▸ Goal: Copy out all of the data below word for word, but leave out the pictures.

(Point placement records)
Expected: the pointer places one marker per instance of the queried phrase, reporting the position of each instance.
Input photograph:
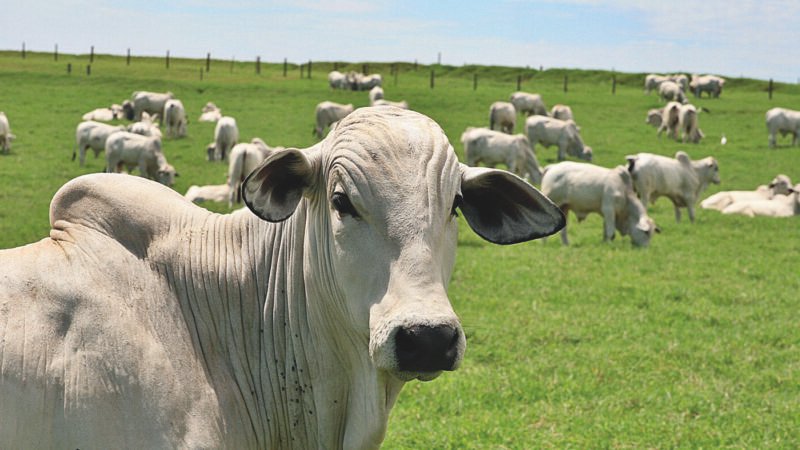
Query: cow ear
(502, 208)
(274, 189)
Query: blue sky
(758, 39)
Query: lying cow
(146, 321)
(780, 185)
(586, 188)
(528, 104)
(91, 134)
(490, 148)
(680, 179)
(226, 135)
(562, 133)
(244, 158)
(502, 117)
(175, 118)
(783, 121)
(328, 113)
(131, 150)
(5, 134)
(149, 102)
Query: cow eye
(342, 204)
(457, 201)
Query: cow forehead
(393, 153)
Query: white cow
(376, 93)
(778, 206)
(680, 179)
(133, 150)
(783, 121)
(149, 102)
(528, 104)
(5, 133)
(687, 124)
(115, 112)
(502, 116)
(210, 113)
(706, 83)
(780, 185)
(562, 112)
(91, 134)
(586, 188)
(670, 120)
(327, 113)
(562, 133)
(671, 91)
(490, 148)
(226, 135)
(175, 118)
(208, 193)
(243, 159)
(146, 321)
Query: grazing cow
(210, 113)
(670, 91)
(243, 159)
(133, 150)
(783, 121)
(375, 93)
(91, 134)
(687, 124)
(780, 185)
(787, 205)
(528, 104)
(586, 188)
(680, 179)
(562, 112)
(175, 118)
(706, 83)
(670, 119)
(383, 102)
(146, 321)
(209, 193)
(151, 103)
(226, 135)
(328, 113)
(490, 148)
(5, 133)
(115, 112)
(562, 133)
(502, 116)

▸ Answer to the problem:
Expected: the pointer places one marker per instance of the queried phrase, reporting the position of each instance.
Input photograph:
Query: cow ear
(502, 208)
(274, 189)
Query: blue sky
(758, 39)
Query: lying cow
(146, 321)
(780, 185)
(586, 188)
(528, 104)
(91, 134)
(490, 148)
(680, 179)
(226, 135)
(562, 133)
(244, 158)
(502, 117)
(175, 118)
(783, 121)
(328, 113)
(131, 150)
(5, 134)
(149, 102)
Query: cow eye
(342, 204)
(457, 201)
Query: cow forehead
(393, 153)
Query: white cow
(376, 93)
(778, 206)
(680, 179)
(133, 150)
(783, 121)
(149, 102)
(528, 104)
(5, 133)
(687, 124)
(115, 112)
(502, 116)
(210, 113)
(706, 83)
(780, 185)
(562, 112)
(91, 134)
(586, 188)
(670, 120)
(327, 113)
(562, 133)
(671, 91)
(490, 148)
(226, 135)
(175, 118)
(208, 193)
(243, 159)
(146, 321)
Query: grazing cow
(210, 113)
(670, 91)
(243, 159)
(133, 150)
(783, 121)
(375, 93)
(91, 134)
(687, 124)
(780, 185)
(787, 205)
(528, 104)
(586, 188)
(680, 179)
(562, 112)
(175, 118)
(706, 83)
(670, 119)
(383, 102)
(146, 321)
(209, 193)
(151, 103)
(226, 135)
(328, 113)
(490, 148)
(5, 133)
(115, 112)
(562, 133)
(502, 116)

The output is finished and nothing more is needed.